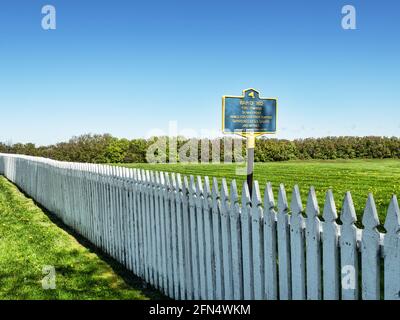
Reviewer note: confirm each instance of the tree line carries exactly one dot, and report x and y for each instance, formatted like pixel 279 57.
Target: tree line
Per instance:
pixel 108 149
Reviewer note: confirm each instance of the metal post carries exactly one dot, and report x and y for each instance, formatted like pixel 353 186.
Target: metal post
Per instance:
pixel 250 161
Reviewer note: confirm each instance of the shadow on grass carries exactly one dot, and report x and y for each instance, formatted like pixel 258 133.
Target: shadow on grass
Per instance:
pixel 128 277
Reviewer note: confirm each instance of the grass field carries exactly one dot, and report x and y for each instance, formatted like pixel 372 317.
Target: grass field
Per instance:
pixel 381 177
pixel 29 240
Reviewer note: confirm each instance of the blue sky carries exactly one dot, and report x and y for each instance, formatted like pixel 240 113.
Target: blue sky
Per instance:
pixel 127 67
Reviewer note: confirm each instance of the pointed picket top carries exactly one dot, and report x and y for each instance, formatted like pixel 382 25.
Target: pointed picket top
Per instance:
pixel 234 194
pixel 295 205
pixel 157 179
pixel 256 195
pixel 167 181
pixel 192 186
pixel 370 218
pixel 330 213
pixel 224 191
pixel 269 200
pixel 185 186
pixel 199 187
pixel 144 176
pixel 312 208
pixel 348 215
pixel 151 178
pixel 173 182
pixel 206 188
pixel 245 195
pixel 392 223
pixel 282 200
pixel 179 181
pixel 215 191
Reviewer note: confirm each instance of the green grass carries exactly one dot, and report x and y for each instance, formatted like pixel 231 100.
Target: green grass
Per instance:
pixel 381 177
pixel 29 240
----
### YOUR INSTRUCTIONS
In the answer, all of the material should appear exactly as given, with no picture carried over.

### YOUR SOLUTION
Reviewer note: confirm each instance of the tree line carries exactly one dot, and report x and y for each instance, formatted like pixel 279 57.
Target: tree line
Per instance:
pixel 108 149
Reviewer note: confirm each instance of the metal post carries exactly one dot, and report x and y for each instance, formatted like pixel 353 186.
Target: metal post
Per instance:
pixel 250 161
Reviewer note: confirm each instance of the shadow on grass carries exactly one dot, and report x and y for each instance, formatted like pixel 258 133.
Target: shadow on grass
Per instance:
pixel 128 277
Reviewer note: confirm each instance of the grass field carries exactly one dot, and report x and y for each instance, formatted like pixel 372 317.
Target: grass field
Per instance:
pixel 381 177
pixel 29 240
Reviewer note: confirm each instance of the blue sky carries exactly one dot, and report x and y for each instance, formatted like pixel 240 113.
Target: blue sky
Per instance:
pixel 127 67
Reviewer note: confirm each instance of the pointed picket top carries exactly one dot, and report x and y for each instance, formatted like pixel 382 25.
Target: pointed picket top
Per instance:
pixel 234 194
pixel 295 205
pixel 157 179
pixel 256 195
pixel 167 181
pixel 192 186
pixel 370 218
pixel 330 213
pixel 224 191
pixel 269 200
pixel 185 186
pixel 199 187
pixel 144 176
pixel 312 208
pixel 348 215
pixel 151 178
pixel 173 182
pixel 206 188
pixel 245 195
pixel 392 223
pixel 282 200
pixel 179 181
pixel 215 191
Reviewer note: confirm each instance of the green grass carries exactly one dot, and report x and y for each instance, formatted like pixel 231 100.
Target: green grass
Per instance:
pixel 381 177
pixel 29 240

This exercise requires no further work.